▶ [Do this]:
Reproduce all of the material below line for line, with the pictures left out.

■ ■ ■

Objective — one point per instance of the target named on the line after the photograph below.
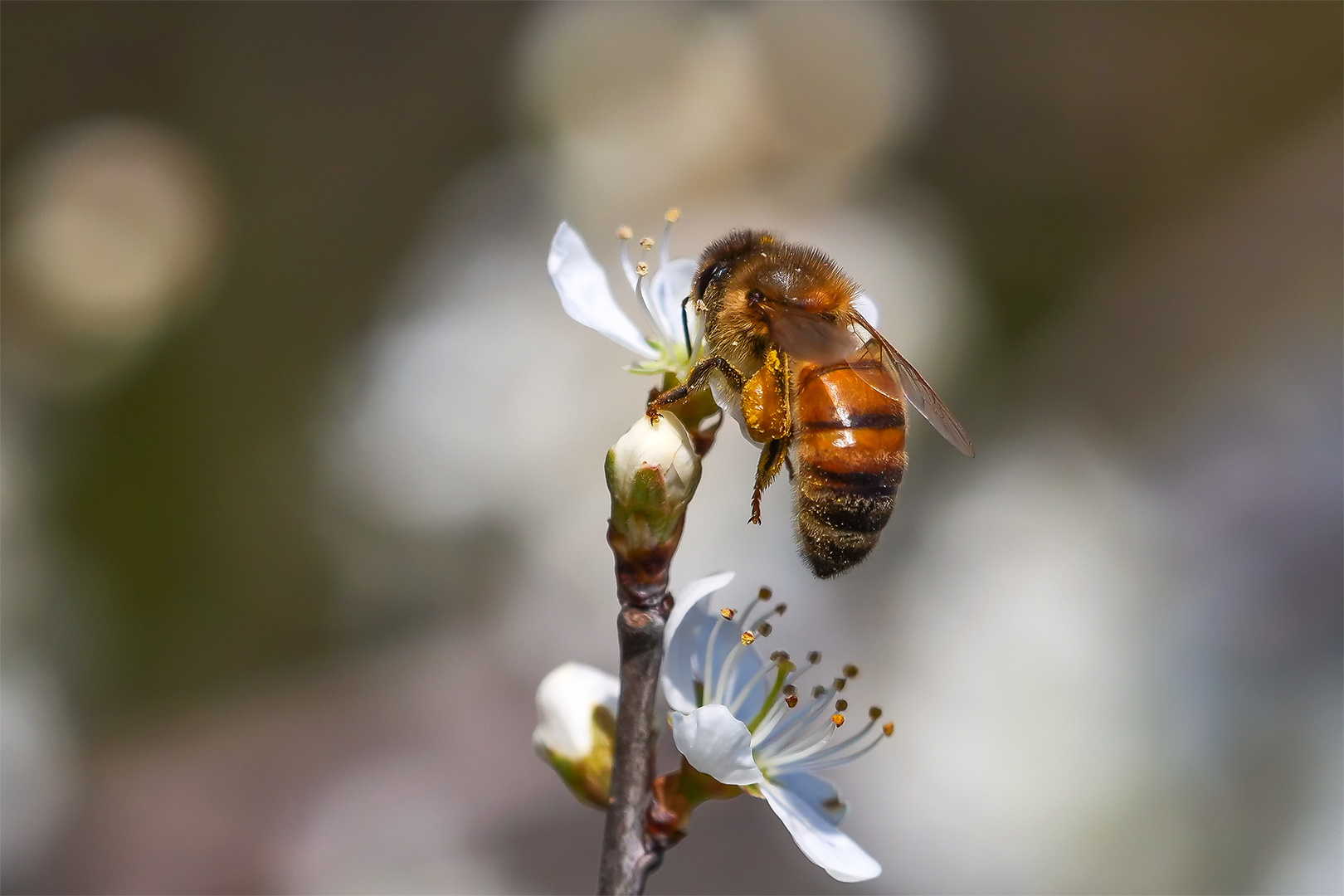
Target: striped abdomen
(850, 453)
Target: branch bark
(629, 853)
(628, 857)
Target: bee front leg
(693, 382)
(772, 458)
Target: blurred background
(300, 465)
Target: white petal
(819, 840)
(585, 293)
(671, 284)
(817, 793)
(693, 618)
(866, 306)
(717, 743)
(691, 596)
(565, 704)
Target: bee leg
(693, 382)
(773, 455)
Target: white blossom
(576, 709)
(741, 720)
(587, 299)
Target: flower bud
(576, 709)
(652, 473)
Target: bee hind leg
(773, 455)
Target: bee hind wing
(918, 392)
(811, 338)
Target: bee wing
(917, 390)
(811, 338)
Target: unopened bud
(652, 473)
(576, 731)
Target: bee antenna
(686, 327)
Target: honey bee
(817, 386)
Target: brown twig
(629, 855)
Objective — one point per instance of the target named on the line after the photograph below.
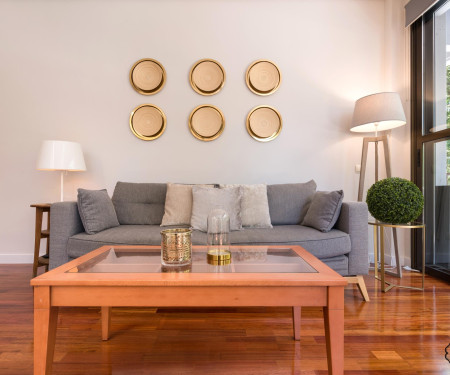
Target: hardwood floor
(400, 332)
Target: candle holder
(176, 247)
(218, 237)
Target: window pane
(441, 70)
(437, 204)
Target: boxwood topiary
(395, 200)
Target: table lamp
(61, 156)
(374, 113)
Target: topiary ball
(395, 200)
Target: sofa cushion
(288, 203)
(139, 203)
(96, 210)
(178, 205)
(206, 199)
(82, 243)
(324, 210)
(254, 206)
(322, 245)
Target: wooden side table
(380, 226)
(39, 234)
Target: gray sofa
(344, 248)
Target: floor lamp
(375, 113)
(61, 156)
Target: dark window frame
(422, 92)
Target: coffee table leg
(106, 322)
(296, 321)
(45, 320)
(334, 330)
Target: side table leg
(375, 249)
(333, 315)
(296, 320)
(106, 322)
(45, 320)
(383, 284)
(37, 239)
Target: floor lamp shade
(378, 112)
(61, 156)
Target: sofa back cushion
(96, 210)
(288, 203)
(139, 203)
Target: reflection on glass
(441, 70)
(243, 260)
(437, 204)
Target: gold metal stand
(378, 225)
(383, 139)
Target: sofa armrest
(353, 220)
(65, 221)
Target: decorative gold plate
(207, 77)
(147, 122)
(263, 77)
(264, 123)
(206, 122)
(147, 76)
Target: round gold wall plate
(147, 122)
(207, 77)
(263, 77)
(264, 123)
(147, 76)
(206, 122)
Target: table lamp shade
(61, 156)
(378, 112)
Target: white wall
(64, 75)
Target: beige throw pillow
(254, 206)
(178, 206)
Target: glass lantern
(218, 237)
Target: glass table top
(243, 260)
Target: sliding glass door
(431, 133)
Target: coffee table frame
(58, 288)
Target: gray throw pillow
(324, 210)
(288, 203)
(206, 199)
(96, 210)
(254, 206)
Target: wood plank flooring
(400, 332)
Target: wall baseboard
(16, 258)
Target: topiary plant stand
(384, 140)
(379, 226)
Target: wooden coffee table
(133, 276)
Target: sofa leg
(359, 281)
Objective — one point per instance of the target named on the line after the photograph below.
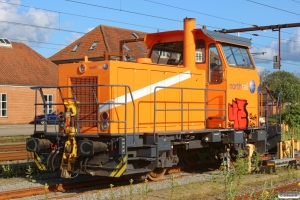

■ ■ ■

▶ [Output below]:
Objective — one point per instance of the target named on the line after the photograph below.
Target: striped abdomen
(850, 453)
Target: branch bark
(629, 853)
(628, 857)
Target: bee front leg
(693, 382)
(772, 458)
Target: blurred background
(300, 465)
Target: white petal
(819, 840)
(585, 293)
(671, 284)
(817, 793)
(693, 618)
(866, 306)
(717, 743)
(691, 596)
(565, 704)
Target: bee leg
(693, 382)
(773, 455)
Target: white blossom
(576, 709)
(741, 720)
(587, 299)
Target: flower bud
(576, 709)
(652, 473)
Target: bee hind leg
(773, 455)
Target: bee hind wing
(918, 392)
(811, 338)
Target: bee wing
(917, 390)
(811, 338)
Target: unopened bud
(652, 473)
(576, 731)
Target: bee antenna
(686, 327)
Target: honey bee
(817, 386)
Target: brown twig
(629, 855)
Objective — one point per instance of the target named on the line after the photograph below.
Target: hardwood floor
(400, 332)
Target: candle holder
(176, 247)
(218, 237)
Target: window pane
(441, 70)
(437, 204)
Target: boxwood topiary
(395, 200)
Target: table lamp
(61, 156)
(374, 113)
Target: topiary ball
(395, 200)
Target: sofa cushion
(288, 203)
(139, 203)
(96, 210)
(178, 205)
(206, 199)
(82, 243)
(324, 210)
(254, 206)
(322, 245)
Target: wooden side table
(380, 226)
(39, 234)
Target: gray sofa
(344, 248)
Target: floor lamp
(375, 113)
(61, 156)
Target: dark window frame
(422, 92)
Target: coffee table leg
(106, 322)
(296, 321)
(45, 320)
(334, 330)
Target: side table leg
(375, 249)
(333, 315)
(296, 320)
(106, 322)
(45, 320)
(383, 284)
(37, 239)
Target: floor lamp shade
(378, 112)
(61, 156)
Target: sofa back cushion
(96, 210)
(288, 203)
(139, 203)
Target: reflection on glass
(441, 70)
(243, 260)
(437, 204)
Target: gold metal stand
(378, 225)
(383, 139)
Target: sofa armrest
(353, 220)
(65, 221)
Target: decorative gold plate
(207, 77)
(147, 122)
(263, 77)
(264, 123)
(206, 122)
(147, 76)
Target: round gold wall plate
(147, 122)
(207, 77)
(263, 77)
(264, 123)
(147, 76)
(206, 122)
Target: table lamp shade
(61, 156)
(378, 112)
Target: white wall
(64, 75)
Target: beige throw pillow
(254, 206)
(178, 206)
Target: glass lantern
(218, 237)
Target: glass table top
(243, 260)
Target: sliding glass door
(431, 133)
Target: coffee table frame
(58, 288)
Target: gray throw pillow
(324, 210)
(288, 203)
(206, 199)
(96, 210)
(254, 206)
Target: wood plank flooring
(400, 332)
Target: wall baseboard
(16, 258)
Target: topiary plant stand
(384, 140)
(379, 226)
Target: wooden coffee table
(133, 276)
Target: sofa leg
(359, 281)
Objective — one point per instance of the target named on the line after the photograph below.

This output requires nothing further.